** Start **

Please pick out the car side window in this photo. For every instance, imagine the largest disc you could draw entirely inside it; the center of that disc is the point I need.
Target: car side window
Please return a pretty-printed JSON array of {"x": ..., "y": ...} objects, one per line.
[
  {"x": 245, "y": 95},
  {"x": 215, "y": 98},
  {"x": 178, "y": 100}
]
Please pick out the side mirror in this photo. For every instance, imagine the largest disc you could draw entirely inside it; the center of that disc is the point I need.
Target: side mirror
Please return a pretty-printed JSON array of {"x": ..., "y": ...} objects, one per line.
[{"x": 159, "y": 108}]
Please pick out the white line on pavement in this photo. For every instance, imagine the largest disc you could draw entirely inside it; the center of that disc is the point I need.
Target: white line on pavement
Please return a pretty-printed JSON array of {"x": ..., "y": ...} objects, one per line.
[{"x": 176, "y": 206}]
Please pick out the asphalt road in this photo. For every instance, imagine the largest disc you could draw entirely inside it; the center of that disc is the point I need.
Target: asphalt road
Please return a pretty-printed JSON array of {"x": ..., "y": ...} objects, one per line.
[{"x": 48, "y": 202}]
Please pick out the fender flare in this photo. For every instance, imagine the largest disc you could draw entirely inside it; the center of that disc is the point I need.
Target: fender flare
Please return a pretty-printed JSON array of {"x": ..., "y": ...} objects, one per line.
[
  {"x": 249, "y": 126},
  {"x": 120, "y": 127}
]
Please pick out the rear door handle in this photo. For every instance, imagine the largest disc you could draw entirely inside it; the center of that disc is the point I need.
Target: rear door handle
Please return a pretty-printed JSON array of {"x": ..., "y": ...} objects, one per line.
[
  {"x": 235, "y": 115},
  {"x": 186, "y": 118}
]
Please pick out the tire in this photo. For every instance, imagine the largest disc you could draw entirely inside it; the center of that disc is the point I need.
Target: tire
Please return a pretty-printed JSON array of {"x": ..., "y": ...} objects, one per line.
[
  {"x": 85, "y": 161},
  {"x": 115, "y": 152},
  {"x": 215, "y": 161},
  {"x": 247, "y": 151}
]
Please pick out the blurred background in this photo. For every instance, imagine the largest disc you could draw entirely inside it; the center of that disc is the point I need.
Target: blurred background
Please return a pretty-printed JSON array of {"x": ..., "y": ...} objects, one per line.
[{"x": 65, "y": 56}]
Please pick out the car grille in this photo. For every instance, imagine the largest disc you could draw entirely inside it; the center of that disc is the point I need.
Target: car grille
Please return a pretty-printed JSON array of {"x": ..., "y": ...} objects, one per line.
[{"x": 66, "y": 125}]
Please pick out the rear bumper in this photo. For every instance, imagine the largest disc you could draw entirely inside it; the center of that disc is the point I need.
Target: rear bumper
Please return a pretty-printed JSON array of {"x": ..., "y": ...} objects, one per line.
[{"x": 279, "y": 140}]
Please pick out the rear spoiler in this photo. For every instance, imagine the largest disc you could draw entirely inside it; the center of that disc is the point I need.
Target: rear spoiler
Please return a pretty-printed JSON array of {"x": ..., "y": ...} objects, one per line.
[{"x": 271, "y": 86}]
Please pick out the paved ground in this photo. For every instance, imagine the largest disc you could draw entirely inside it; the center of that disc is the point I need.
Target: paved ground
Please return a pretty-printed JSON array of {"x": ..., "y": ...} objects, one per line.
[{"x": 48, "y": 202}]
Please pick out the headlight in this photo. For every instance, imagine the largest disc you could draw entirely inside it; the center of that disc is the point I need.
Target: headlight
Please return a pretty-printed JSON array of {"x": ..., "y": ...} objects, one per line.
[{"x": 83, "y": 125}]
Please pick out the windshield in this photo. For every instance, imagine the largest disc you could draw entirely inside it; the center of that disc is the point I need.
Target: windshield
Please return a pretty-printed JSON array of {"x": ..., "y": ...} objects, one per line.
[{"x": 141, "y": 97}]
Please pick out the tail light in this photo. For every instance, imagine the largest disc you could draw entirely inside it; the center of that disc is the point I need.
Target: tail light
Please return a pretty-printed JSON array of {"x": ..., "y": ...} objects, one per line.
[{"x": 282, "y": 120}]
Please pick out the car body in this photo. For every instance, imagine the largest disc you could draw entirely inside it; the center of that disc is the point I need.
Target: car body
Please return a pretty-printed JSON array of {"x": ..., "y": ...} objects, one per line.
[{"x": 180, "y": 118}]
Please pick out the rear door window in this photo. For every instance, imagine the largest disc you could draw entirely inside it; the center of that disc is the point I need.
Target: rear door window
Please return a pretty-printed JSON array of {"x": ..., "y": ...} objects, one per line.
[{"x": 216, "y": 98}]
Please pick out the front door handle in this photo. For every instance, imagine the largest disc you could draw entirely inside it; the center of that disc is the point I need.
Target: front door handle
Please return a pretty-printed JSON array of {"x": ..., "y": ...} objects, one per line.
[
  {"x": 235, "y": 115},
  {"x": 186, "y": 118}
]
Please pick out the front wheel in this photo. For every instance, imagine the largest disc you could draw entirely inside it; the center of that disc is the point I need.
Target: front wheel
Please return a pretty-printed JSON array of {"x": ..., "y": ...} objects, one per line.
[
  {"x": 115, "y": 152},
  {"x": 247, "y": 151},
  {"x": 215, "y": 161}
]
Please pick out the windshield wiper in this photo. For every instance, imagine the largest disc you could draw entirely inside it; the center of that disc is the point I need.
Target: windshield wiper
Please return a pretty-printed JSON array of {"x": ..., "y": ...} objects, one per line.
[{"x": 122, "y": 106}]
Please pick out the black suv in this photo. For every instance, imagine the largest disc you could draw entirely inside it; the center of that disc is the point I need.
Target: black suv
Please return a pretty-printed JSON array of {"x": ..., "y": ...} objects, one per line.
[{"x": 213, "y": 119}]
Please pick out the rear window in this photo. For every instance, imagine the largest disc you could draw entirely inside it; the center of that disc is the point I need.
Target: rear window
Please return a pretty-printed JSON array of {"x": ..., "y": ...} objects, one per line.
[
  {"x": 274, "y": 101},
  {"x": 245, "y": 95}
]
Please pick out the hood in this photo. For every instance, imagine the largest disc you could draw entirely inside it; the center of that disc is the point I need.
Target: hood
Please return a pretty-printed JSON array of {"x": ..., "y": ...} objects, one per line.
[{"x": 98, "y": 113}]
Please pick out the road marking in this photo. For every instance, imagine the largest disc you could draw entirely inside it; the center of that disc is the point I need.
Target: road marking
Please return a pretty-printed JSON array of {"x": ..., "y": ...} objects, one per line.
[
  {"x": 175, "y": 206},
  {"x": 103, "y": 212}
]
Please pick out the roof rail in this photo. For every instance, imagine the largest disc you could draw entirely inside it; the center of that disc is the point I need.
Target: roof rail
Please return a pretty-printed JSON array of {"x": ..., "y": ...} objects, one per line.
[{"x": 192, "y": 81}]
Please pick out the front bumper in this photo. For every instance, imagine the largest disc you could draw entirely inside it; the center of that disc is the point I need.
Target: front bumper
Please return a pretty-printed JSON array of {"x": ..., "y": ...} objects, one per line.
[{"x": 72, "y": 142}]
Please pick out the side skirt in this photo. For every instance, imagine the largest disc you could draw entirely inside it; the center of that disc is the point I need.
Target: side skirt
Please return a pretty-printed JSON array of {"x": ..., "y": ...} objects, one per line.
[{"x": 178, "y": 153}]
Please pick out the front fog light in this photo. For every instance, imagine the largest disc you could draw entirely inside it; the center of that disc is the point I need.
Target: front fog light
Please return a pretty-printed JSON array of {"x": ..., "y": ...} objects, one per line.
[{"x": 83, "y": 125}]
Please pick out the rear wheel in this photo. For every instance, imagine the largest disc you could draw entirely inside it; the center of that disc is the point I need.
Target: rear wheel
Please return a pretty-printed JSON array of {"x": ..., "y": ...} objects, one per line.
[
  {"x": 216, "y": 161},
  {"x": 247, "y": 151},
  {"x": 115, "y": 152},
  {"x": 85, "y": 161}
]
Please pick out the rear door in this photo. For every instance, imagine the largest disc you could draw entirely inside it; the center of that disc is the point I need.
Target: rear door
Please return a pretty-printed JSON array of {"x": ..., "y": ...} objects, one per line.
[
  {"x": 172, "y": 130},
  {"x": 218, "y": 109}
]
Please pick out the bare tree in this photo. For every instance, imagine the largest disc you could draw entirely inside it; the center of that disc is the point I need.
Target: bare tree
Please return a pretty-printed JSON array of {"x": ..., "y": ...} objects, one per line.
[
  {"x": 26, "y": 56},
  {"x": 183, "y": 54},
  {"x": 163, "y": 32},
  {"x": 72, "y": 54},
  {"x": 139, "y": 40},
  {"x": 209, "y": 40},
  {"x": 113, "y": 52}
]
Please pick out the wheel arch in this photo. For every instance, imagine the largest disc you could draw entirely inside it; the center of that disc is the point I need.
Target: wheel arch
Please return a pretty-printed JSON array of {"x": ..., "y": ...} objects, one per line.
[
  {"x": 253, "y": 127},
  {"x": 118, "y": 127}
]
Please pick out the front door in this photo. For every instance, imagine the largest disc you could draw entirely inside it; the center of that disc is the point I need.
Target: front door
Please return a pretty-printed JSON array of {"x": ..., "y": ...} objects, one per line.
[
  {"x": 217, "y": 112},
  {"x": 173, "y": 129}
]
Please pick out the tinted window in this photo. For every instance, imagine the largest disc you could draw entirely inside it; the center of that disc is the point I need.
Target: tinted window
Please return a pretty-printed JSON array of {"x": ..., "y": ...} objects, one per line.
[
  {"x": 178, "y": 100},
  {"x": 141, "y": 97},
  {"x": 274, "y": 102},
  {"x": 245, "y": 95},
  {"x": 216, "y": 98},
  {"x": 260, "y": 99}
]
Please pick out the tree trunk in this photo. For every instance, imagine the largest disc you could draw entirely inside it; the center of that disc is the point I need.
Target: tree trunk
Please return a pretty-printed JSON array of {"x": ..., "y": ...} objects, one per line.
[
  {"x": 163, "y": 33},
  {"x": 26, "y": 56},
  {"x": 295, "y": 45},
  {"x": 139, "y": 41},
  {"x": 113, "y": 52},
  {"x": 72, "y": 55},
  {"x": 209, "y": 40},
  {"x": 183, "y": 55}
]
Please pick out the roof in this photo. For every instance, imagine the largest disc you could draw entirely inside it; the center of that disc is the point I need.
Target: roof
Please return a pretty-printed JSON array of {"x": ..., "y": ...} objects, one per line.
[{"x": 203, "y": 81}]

** End **

Switch "disc" to "circle" in the listing, starting at the line containing "Please pick out the wheel" and ending at the end of the listing. Give only those lines, with nothing else changed.

Please pick out the wheel arch in this photo. For every instance, imagine the largest circle you could draw entirely inside it; the center of that circle is the point I need.
Target: wheel arch
Please return a pretty-printed JSON array of {"x": ..., "y": ...} objects, one per line.
[
  {"x": 253, "y": 127},
  {"x": 118, "y": 127}
]
Please pick out the front door in this photo. For every instance, imagine the largest circle you could draw entirely inside it; the center of that circle is the point I need.
Target: front door
Please return a pretty-printed JSON array of {"x": ..., "y": ...} objects, one per line.
[
  {"x": 217, "y": 112},
  {"x": 173, "y": 129}
]
Please pick out the tinted window in this photo. For every instance, imagine the largest circle you could draw entirely inside it; the center of that circle is the point I need.
Target: tinted window
Please return a pretty-printed JSON array of {"x": ..., "y": ...} objects, one per line.
[
  {"x": 178, "y": 100},
  {"x": 141, "y": 97},
  {"x": 274, "y": 102},
  {"x": 245, "y": 95},
  {"x": 216, "y": 98},
  {"x": 260, "y": 99}
]
Please pick out the tree trunk in this photo. For every instance, imagine the largest circle you could draw entirely inside it; the center of that circle is the point I need.
Target: tree trunk
Please return a pretty-printed JSON array of {"x": ..., "y": ...} objects, one per line.
[
  {"x": 163, "y": 33},
  {"x": 26, "y": 56},
  {"x": 295, "y": 45},
  {"x": 139, "y": 41},
  {"x": 113, "y": 52},
  {"x": 72, "y": 55},
  {"x": 209, "y": 40},
  {"x": 183, "y": 55}
]
Please pick out the roof in this photo. For every instance, imagine the largest circle you could draw entirely inside it; the center of that circle is the point I need.
Target: roof
Please return a pretty-printed JSON array of {"x": ..., "y": ...} objects, one per line.
[{"x": 203, "y": 81}]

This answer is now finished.